● **Exercise instructions**
[1] In the chapter of appraisals of Chesterton, which book did Ralph Adams Cram find and read almost by accident before becoming his admirer?
[2] For each statement, say whether it agrees with the chapter of appraisals of Chesterton, and quote the deciding words of the chapter: (a) Yeats recalled meeting Chesterton socially only twice. (b) Cram counted the Father Brown stories among the Chesterton works he cared for most. (c) Chesterton called his evening with Yeats at the Dublin Art Club tedious.
[3] Continue the chapter of appraisals of Chesterton from the point where it stops.

● **Source text**
Chapter 12 of 14 · 2123 words · ~11 min read

CHAPTER THIRTEEN

SOME APPRAISALS.

“Chesterton was one of the great and dynamic forces during the time he lived,” declares Ralph Adams Cram. “I ‘fell for him’ many years ago when almost by accident I found and read ‘The Napoleon of Notting Hill.’ That settled the case for me, and after that I was, so to speak, his intellectual and spiritual slave. Of all his books it seems to me this, together with ‘The Man Who Was Thursday,’ ‘The Bell and the Cross,’ ‘The Flying Inn’ and ‘The Victorian Age of English Literature’ are those for which I care most. This may seem a curious selection, but in most of these he makes his points through indirection, and in some ways this seems to me a more powerful method of conveying his ideas and inspiring the public than the more explicit works, the object of which is very obvious. This is not to disparage anything he ever did--except, perhaps, the Father Brown Mystery stories, which seem to me rather unworthy of him, though even these serve to show the immense breadth of his interest, his knowledge, and his literary ability.”

The late W. B. Yeats wrote the author that he found Chesterton “a kindly and generous man of whom I constantly heard from friends, but as far as I can recollect I only met him socially twice, once at a Club dinner and once for tea at a country house. So much of my life has always been spent in Ireland that I know comparatively little of the English celebrities. I don’t want to write about his works: I have read very little of it, and to write even of that little would open up great questions I don’t want to come to any decision about in my present ignorance (which is likely to endure).”

In his “Autobiography,” Chesterton states that he had some talk about poetry and property with Yeats at the Dublin Art Club, “a most exhilarating evening.” Yeats asked Chesterton to debate at the Abbey Theatre, defending property on its more purely political side, against an able leader of Liberty Hall, the famous stronghold of Labor politics in Dublin, Robert Johnson, who was exceedingly popular with the proletarian Irish.

● **Source material**
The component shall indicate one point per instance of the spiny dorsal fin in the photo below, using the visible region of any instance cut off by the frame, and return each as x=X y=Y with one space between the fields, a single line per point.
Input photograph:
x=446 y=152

● **Results by task**
[1] "The Napoleon of Notting Hill."

[2]
(a) Yes: "as far as I can recollect I only met him socially twice"
(b) No: "the Father Brown Mystery stories, which seem to me rather unworthy of him"
(c) No: "a most exhilarating evening."

[3]
“That passage from G. K. C.’s ‘Autobiography’ is correct so far as I can remember,” wrote Yeats in a second letter. “It was a time when the English Government was stopping discussion and we kept discussion open at the Abbey Theatre when it had stopped elsewhere, by getting people to speak on the conservative side and letting debate develop as it likes afterwards. Johnson who replied to Chesterton was at that time the most important Irish labour leader: he is still very important. He was in the Irish Senate for some years, Bernard Shaw lectured either the week after or the week before Chesterton. Both men were brilliant, Chesterton taking the line that the possession of small properties was essential to liberty, Johnson putting the Trades Union point of view that it was more important for the workman to spend his money on his children than to save it.”

Cuthbert Wright’s only personal connection with Chesterton was to have been mentioned in one of his last books, “The Well and the Shadows”: “Some year ago I had published a review of G. K. C.’s ‘Catholic Church and Conversion,’ in which I drew attention to what I considered a stylistic defect, his mania for alliteration. He seems to have remembered it during the intervening years, and doing me the honor to couple my name with that of Mr. T. S. Eliot wrote as follows,

“‘It must be a terrible strain on the presence of mind to be always ready with a synonym. I can imagine Mr. T. S. Eliot just stopping himself in time and saying, ‘Waste not, require not.’ I like to think of Mr. Cuthbert Wright having the self-control to cry, ‘Time and fluctuation wait for no man.’ I can imagine his delicate accent when speaking of a pig in a receptacle or of bats in the campanile.”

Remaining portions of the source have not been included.